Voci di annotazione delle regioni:
....
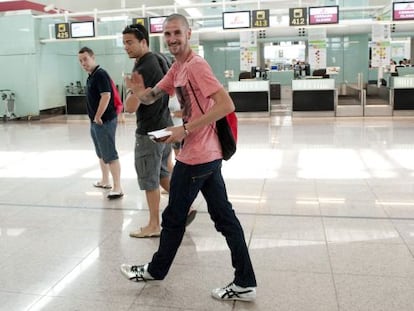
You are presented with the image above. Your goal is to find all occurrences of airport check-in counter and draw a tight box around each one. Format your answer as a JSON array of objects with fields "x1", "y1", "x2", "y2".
[
  {"x1": 390, "y1": 76, "x2": 414, "y2": 116},
  {"x1": 292, "y1": 79, "x2": 338, "y2": 117},
  {"x1": 228, "y1": 79, "x2": 270, "y2": 115},
  {"x1": 269, "y1": 70, "x2": 293, "y2": 99}
]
....
→ **Breve esercizio**: Riscrivi tutti i dati sostituendo "airport check-in counter" con "baggage claim carousel" e lasciando invariato tutto il resto. Non includere le immagini nella risposta.

→ **Risultato dell'esercizio**:
You are presented with the image above. Your goal is to find all occurrences of baggage claim carousel and draw a tight box around each one. Format your answer as a JSON array of objects with fields "x1", "y1", "x2", "y2".
[
  {"x1": 390, "y1": 76, "x2": 414, "y2": 116},
  {"x1": 292, "y1": 79, "x2": 338, "y2": 117},
  {"x1": 228, "y1": 79, "x2": 270, "y2": 115},
  {"x1": 269, "y1": 70, "x2": 293, "y2": 99}
]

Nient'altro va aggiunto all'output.